[Start Exercise data]

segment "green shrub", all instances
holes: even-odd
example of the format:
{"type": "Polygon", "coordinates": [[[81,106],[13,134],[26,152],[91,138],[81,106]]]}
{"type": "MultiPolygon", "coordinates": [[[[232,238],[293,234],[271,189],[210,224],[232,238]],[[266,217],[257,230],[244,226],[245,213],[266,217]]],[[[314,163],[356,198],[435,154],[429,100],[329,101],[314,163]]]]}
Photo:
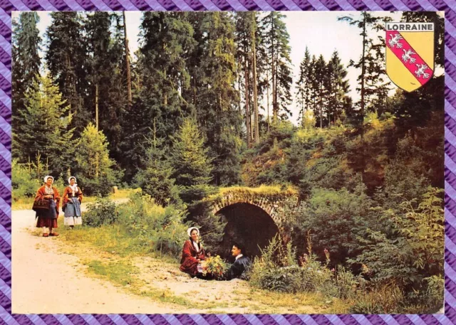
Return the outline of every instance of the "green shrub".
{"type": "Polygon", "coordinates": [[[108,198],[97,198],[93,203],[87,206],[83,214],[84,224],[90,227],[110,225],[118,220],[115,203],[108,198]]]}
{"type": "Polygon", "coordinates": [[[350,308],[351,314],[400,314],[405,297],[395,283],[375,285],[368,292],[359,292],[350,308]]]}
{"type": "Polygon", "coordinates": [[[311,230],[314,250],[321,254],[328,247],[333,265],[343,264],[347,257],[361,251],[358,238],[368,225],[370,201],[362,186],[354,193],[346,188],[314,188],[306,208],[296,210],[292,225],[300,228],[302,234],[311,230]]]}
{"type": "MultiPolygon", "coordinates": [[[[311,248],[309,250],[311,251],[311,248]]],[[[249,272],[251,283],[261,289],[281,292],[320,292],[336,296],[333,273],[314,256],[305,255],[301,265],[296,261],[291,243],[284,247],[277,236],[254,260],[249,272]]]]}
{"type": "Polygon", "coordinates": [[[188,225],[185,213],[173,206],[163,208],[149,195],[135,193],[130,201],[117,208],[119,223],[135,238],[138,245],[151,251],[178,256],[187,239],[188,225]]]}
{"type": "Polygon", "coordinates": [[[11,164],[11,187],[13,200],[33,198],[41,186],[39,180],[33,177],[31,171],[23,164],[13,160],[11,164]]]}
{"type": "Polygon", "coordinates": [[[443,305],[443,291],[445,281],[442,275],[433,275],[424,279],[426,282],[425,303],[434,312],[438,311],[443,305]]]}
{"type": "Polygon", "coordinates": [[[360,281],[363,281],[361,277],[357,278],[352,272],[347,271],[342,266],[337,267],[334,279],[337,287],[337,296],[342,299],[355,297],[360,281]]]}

[End Exercise data]

Pick out each line above containing the word "green" and copy those lines.

Answer to the problem:
segment "green shrub", all instances
Return the outline of every instance of the "green shrub".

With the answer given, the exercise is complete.